Both the National Aeronautics and Space Administration (NASA) and the National Oceanic and Atmospheric Administration (NOAA), both federal agencies, have announced (see their Websites for confirmation) that 2016 was the earth’s hottest year on record. The record was broken in 2014 and eclipsed in 2015. 2016 pushed the limits one notch higher. The above chart – presented by the Washington Post on January 18th – is the clearest statement of what we have done to ourselves by failing to contain the explosion of greenhouse gasses generated by burning carbon: from coal-fired power plants, to clearing fields, emissions from cars and trucks, etc.
The results are everywhere, from the droughts that drove over a million people from their farms in Syria and Iraq – the backbone of regional insurrection – to destabilizing floods in Bangladesh. We have witnessed massive waves of environmental migrants (who have morphed into political refugees as their government refuse to help them).

[Position annotation records]
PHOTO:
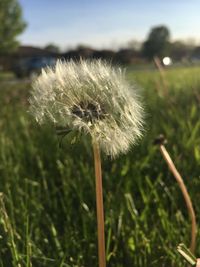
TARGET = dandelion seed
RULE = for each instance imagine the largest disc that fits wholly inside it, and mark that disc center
(91, 97)
(94, 98)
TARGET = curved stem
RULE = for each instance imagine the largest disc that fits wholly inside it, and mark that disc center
(99, 205)
(185, 195)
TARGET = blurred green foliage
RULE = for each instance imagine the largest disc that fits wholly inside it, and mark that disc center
(48, 214)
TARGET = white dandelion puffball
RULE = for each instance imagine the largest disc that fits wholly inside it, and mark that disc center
(91, 97)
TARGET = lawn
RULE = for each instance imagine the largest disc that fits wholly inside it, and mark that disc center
(48, 213)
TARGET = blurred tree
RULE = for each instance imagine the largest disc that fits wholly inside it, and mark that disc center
(11, 24)
(52, 48)
(179, 50)
(134, 44)
(157, 43)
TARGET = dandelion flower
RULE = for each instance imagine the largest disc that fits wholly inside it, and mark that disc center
(91, 97)
(94, 98)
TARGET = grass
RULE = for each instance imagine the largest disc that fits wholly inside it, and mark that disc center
(48, 212)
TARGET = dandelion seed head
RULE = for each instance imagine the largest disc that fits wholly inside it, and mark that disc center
(92, 97)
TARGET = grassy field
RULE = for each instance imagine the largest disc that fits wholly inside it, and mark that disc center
(47, 204)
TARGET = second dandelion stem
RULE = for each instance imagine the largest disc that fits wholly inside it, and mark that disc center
(99, 204)
(185, 195)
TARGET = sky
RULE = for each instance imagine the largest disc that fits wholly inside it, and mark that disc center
(106, 24)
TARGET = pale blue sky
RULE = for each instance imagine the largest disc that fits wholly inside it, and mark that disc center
(106, 23)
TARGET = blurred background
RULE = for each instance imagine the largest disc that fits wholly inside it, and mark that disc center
(35, 33)
(47, 187)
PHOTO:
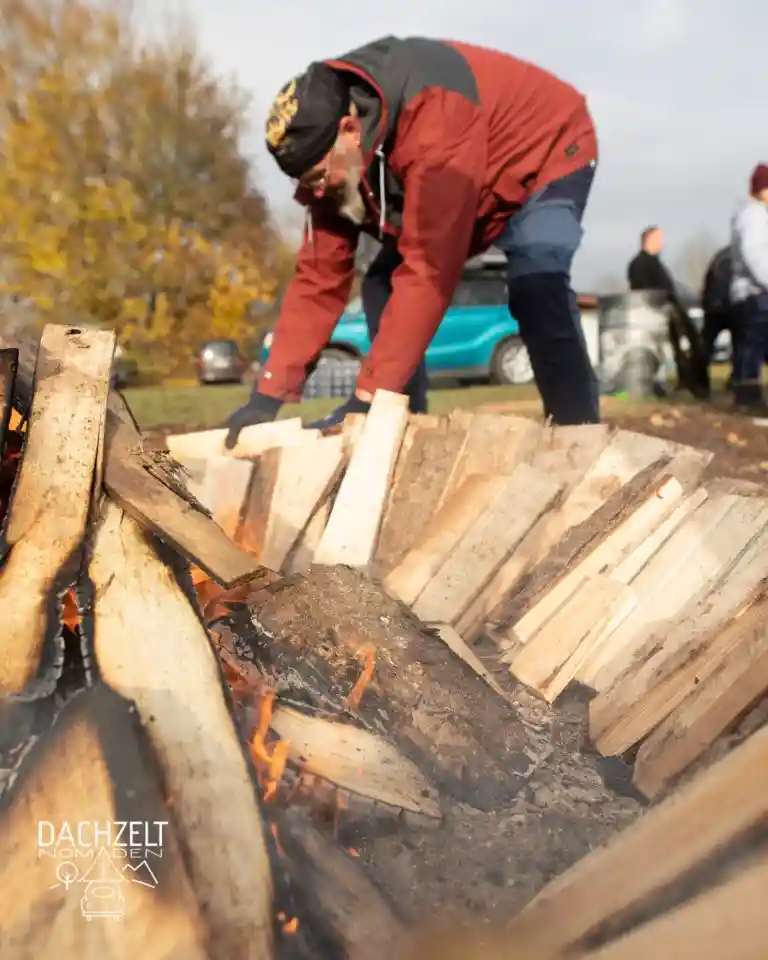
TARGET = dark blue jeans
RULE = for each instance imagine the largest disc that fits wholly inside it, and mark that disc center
(540, 242)
(750, 340)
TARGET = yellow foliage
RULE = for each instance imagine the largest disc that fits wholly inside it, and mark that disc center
(124, 197)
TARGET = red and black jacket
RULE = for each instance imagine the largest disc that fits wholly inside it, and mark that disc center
(456, 138)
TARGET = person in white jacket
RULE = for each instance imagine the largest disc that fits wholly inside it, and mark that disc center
(749, 295)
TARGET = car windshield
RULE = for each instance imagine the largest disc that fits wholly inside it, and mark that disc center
(480, 292)
(222, 347)
(355, 305)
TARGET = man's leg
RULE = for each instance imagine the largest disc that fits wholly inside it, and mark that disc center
(749, 349)
(377, 289)
(540, 242)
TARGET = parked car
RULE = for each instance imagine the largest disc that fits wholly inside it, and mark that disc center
(478, 339)
(220, 361)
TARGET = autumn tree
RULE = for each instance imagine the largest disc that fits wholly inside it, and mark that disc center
(125, 197)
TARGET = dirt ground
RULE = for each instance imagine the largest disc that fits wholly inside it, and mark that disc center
(490, 863)
(739, 444)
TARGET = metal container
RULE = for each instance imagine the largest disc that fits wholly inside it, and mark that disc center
(634, 350)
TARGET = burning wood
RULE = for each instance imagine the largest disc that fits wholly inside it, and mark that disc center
(90, 862)
(148, 488)
(87, 592)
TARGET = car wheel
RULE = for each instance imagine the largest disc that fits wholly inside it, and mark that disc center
(511, 364)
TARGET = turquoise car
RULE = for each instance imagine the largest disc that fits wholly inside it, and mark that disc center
(478, 339)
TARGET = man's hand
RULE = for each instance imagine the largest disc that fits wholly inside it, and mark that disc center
(259, 409)
(353, 405)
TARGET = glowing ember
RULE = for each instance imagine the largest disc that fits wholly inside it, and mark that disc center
(356, 694)
(69, 613)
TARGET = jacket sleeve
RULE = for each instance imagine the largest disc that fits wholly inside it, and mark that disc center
(313, 303)
(442, 156)
(754, 244)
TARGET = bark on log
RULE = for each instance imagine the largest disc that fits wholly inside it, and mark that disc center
(148, 488)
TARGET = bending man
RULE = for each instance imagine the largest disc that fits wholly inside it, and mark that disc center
(438, 150)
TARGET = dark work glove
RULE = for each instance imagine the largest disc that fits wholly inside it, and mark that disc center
(352, 405)
(259, 409)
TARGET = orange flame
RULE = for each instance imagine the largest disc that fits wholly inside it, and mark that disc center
(356, 693)
(70, 615)
(270, 764)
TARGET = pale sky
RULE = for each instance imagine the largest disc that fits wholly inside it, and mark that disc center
(678, 90)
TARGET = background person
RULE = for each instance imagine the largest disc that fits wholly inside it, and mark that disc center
(647, 272)
(749, 294)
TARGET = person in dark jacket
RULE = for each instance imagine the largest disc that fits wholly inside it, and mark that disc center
(749, 295)
(438, 149)
(716, 299)
(647, 271)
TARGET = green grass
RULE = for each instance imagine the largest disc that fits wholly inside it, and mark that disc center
(195, 407)
(202, 407)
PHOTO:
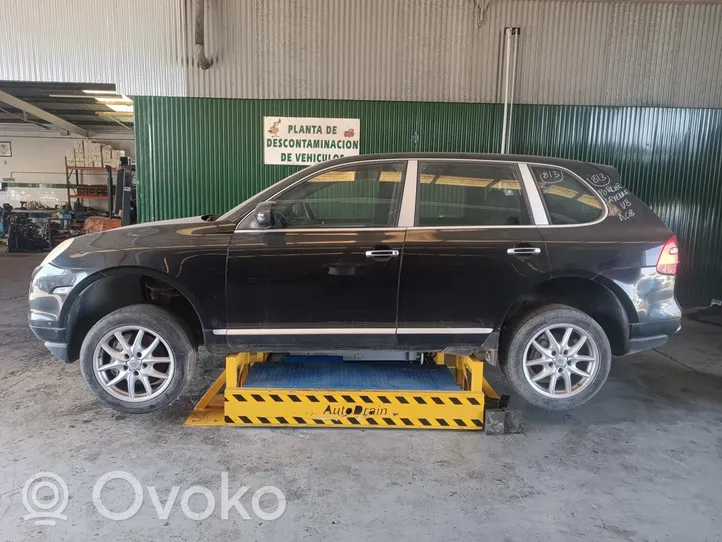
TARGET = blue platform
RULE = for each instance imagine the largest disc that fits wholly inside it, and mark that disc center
(363, 375)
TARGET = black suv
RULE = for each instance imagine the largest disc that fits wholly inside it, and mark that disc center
(547, 266)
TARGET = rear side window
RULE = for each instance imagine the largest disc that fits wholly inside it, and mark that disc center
(567, 199)
(470, 194)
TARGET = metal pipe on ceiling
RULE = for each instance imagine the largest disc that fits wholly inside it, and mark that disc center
(199, 47)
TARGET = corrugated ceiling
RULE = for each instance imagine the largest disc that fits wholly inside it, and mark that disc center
(571, 52)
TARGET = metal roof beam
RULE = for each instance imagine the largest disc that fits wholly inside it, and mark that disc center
(42, 114)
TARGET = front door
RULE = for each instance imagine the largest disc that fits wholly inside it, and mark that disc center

:: EXERCISE TASK ::
Continue the passage about 2016 being the hottest year on record, starting right after its last sentence.

:: ANSWER TO THIS EXERCISE ::
Even here in the U.S., from the storm surges that threaten to engulf southern Florida or the decimation/erosion of the sea-breaks from the North Carolina Outer Banks, harsh winters from the Polar Express (as warmer Arctic air pushes cold fronts south), environmental costs are rising rapidly into the “unaffordable.” We are looking at potential of trillions of dollars of hard costs that the United States alone will face. Not in 50 or 100 years. They’ve already started and are growing by the day. Now.
But we are withdrawing from the Paris Accords, which most of the rest of the earth has already accepted (even China and India), intended to bring global carbon emissions under control. Man-induced global warming, it seems, is officially a hoax to the Trump administration, an evil Chinese plot to have us “waste” money on environmental controls to make us even less competitive with their manufacturing capacity. Think Beijing is happy about their air quality, then?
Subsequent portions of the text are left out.